» **Selection**:
☆ ☆ ☆ ☆ ☆
Nicholas did not deny any church doctrine, but in 1340 he was put on trial for false teachings on the allegation that 66 of his propositions, culled from his letters and his lectures, were erroneous. In 1346 he was ordered to recant a number of his propositions and to burn his writings, and he was barred from advancement in the faculty of theology. His trial and censure is considered one of the major events in the history of fourteenth-century Paris. He carried out his sentence, and served as canon and later dean of the cathedral at Metz until his death in 1369.

Life

Very little is known about the personal life of Nicholas and the few available details come mostly from church documents and the record of his trial. His birth is placed between 1295 and 1298, in Autrécourt in the diocese of Verdun. A record from between 1333-1336 shows that he served as prior at the Collège de Sorbonne. a papal letter, dated 1338, in which Pope Benedict XII confers upon him the function of canon at Metz Cathedral, refers to him as a master of arts and bachelor of theology and civil law. A letter from Pope Benedict XII to the Bishop of Paris, dated November 21, 1340, summoning Nicholas and several others to Avignon to respond to allegations of false teaching, indicates that he was a licentiatus in theology, meaning that he had fulfilled the formal requirements for the theology degree.
☆ ☆ ☆ ☆ ☆
» **Data extract**:
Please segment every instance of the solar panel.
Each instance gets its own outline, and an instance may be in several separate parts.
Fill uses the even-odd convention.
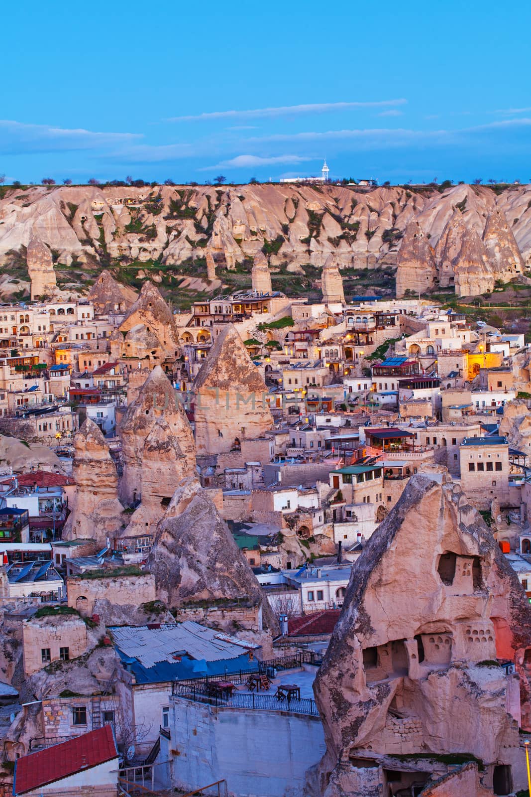
[[[33,579],[33,581],[38,581],[39,579],[44,578],[44,576],[48,572],[49,567],[52,567],[52,562],[51,561],[49,561],[49,562],[45,562],[45,563],[42,565],[42,567],[39,567],[39,569],[37,570],[37,573],[35,574],[35,578]]]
☆ ☆ ☆ ☆ ☆
» **Objectives**:
1. Turn the paragraph of the passage on Nicholas that begins "Very little is known about the personal life" into a short bulleted list of its main facts.
2. Name every academic degree or title that the passage on Nicholas says he held.
3. Pick up the passage on Nicholas after its last sentence and carry it further.
The listing plays no part in this work.

» **Outputs by task**:
1.
- Little is known of his personal life; most details come from church documents and his trial record.
- He was born between 1295 and 1298 in Autrécourt, in the diocese of Verdun.
- Between 1333 and 1336 he served as prior at the Collège de Sorbonne.
- A 1338 papal letter from Pope Benedict XII made him canon at Metz Cathedral and called him a master of arts and bachelor of theology and civil law.
- On November 21, 1340, Benedict XII wrote to the Bishop of Paris summoning Nicholas and others to Avignon over allegations of false teaching. The letter called him a licentiatus in theology, meaning he had met the formal requirements for the theology degree.

2.
- Master of arts
- Bachelor of theology
- Bachelor of civil law
- Licentiatus in theology

3.
The investigation was postponed by the pope’s death, but resumed after the coronation of Pope Clement VI in May of 1342. The pope assigned a commission, under the leadership of Cardinal William Curti, to evaluate the opinions of Nicholas of Autrecourt, and he was invited to defend himself in the presence of the pope. The commission summarized the false teachings of Nicholas in four lists, containing a total of 66 propositions or articles. After the hearing, Nicholas’ writings were declared to contain many false and dangerous statements, and were ordered burned. Nicholas himself was required to publicly recant several of his statements, both at the palace of Cardinal Curti in Avignon in 1346, and at the University of Paris in November 1347. Nicholas was also barred from ascending to the magisterial rank in the theological faculty. These public ceremonies were a warning to other scholars of the punishment they would receive if they were to promote any of the same teachings.

After the trial in 1347, Nicholas took up his position as canon in the cathedral at Metz, where he later became dean and served until his death on July 16 or 17, 1369.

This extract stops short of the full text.